◆ Selected text ◆
§ §
American magician and puzzler (born 1980)

David Kwong (born 1980) is a magician, mentalist, puzzle creator, writer, and producer. He is the star of Netflix's The Puzzle Room with David Kwong.

Kwong is known for creating illusions and puzzles for film and television and for functioning as a producer and consultant in the field. He produced Deception, ABC's action crime drama about a magician that joins the FBI. Other productions that Kwong has been involved with include Now You See Me (head magic consultant), NBC's Blindspot, The Magnificent Seven, Mission Impossible: Rogue Nation, and The Imitation Game. Kwong also frequently contributes to the New York Times crossword puzzle along with crossword puzzle editor Will Shortz.

== Early life ==
Kwong is a native of Rochester, New York, where both of his parents are professors at the University of Rochester.

Kwong attended Harvard University, where he studied intellectual and cultural history in the history department. He wrote his honors thesis on the history of oriental magicians and their impersonators. He graduated in 2002.

== Career ==

=== Magic ===
Kwong was inspired to pursue professional magic after attending a talk by conjurer Ricky Jay at Harvard University. After graduation, he moved to Hong Kong for two years, where he performed as a magician at cocktail parties. He later moved back to the United States, working in marketing for HBO in New York and later archiving for Ricky Jay in Los Angeles.

Kwong debuted The Enigmatist at The High Line Hotel in New York City on January 4, 2019. Presented by Greg Berlanti and Robbie Rogers, The Enigmatist is an immersive evening of puzzles, cryptology and illusions. The Enigmatist performed on the West Coast in 2021 at the Geffen Playhouse, The Kennedy Center in 2023, and The Chicago Shakespeare Theater in 2024.
§ §
◆ Questions on the material ◆
**1)** Name every venue where The Enigmatist was performed, according to the David Kwong biography.
**2)** Write the next few sentences of the David Kwong biography, picking up after its last sentence.

◆ Recorded data ◆
§ §
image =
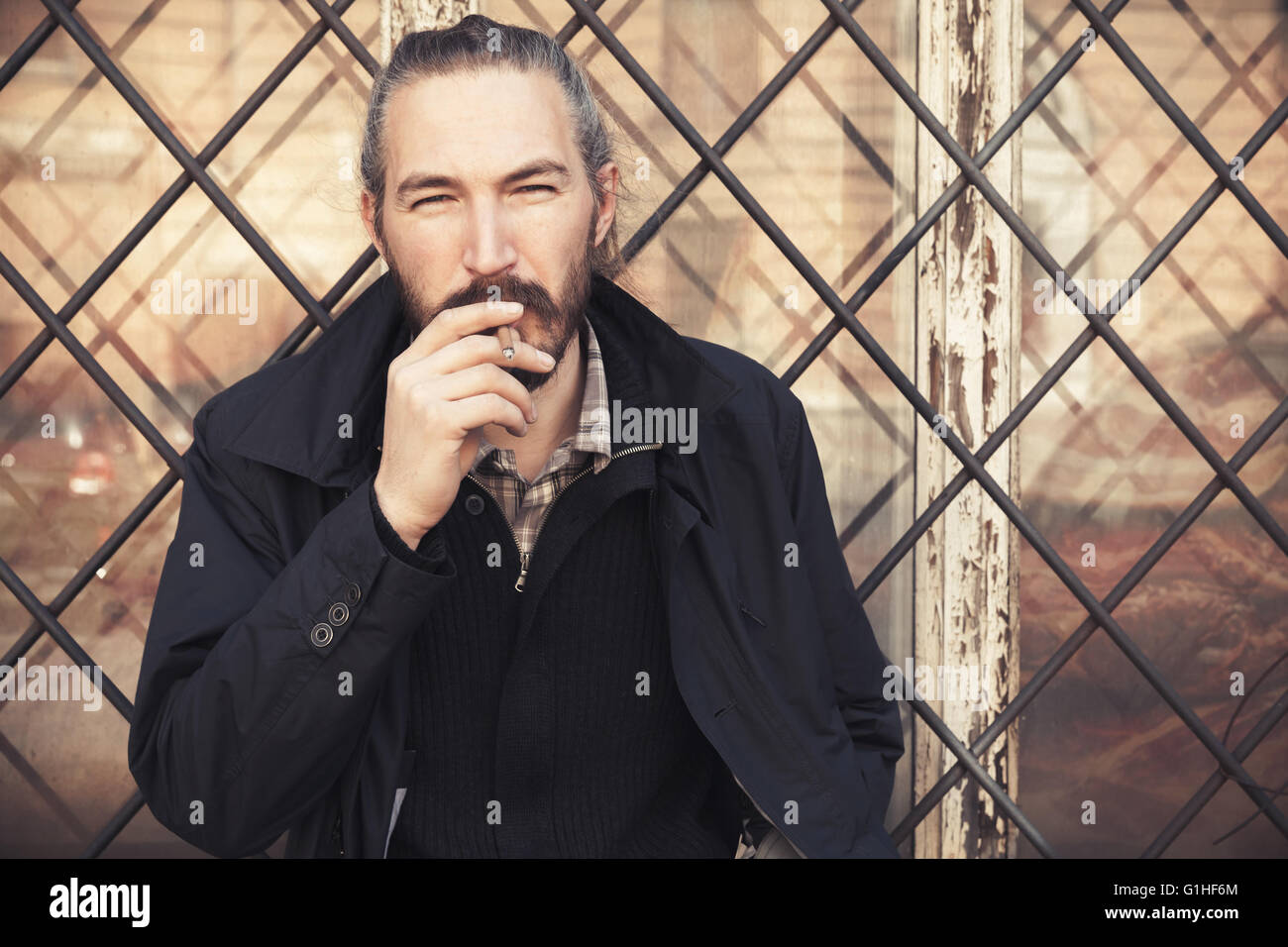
§ §
◆ Results ◆
**1)**
- The High Line Hotel (New York City)
- Geffen Playhouse
- The Kennedy Center
- The Chicago Shakespeare Theater

**2)**
=== Public speaking ===
Kwong has given several TED Talks and regularly speaks on the principles of illusion. His main stage TED Talk on magic and puzzles was coordinated with hiding a secret message in The New York Times crossword puzzle. In 2017, he wrote the book Spellbound: Seven Principles of Illusion to Captivate Audiences and Unlock the Secrets of Success.

=== Puzzles ===
The Puzzle Room with David Kwong debuted on May 11, 2026. One of Netflix's first original video podcasts, each week Kwong challenges a pair of celebrity to solve puzzles and play games. He finishes each episode with a feat of mentalism or magic.

Kwong's first crossword puzzle, a joint construction with his friend Kevan Choset, was published in The New York Times on April 1, 2006.

In 2020, Kwong debuted his interactive online puzzle show "Inside the Box", hosted on Zoom, for the Geffen Playhouse, garnering a Critic's Pick from The New York Times.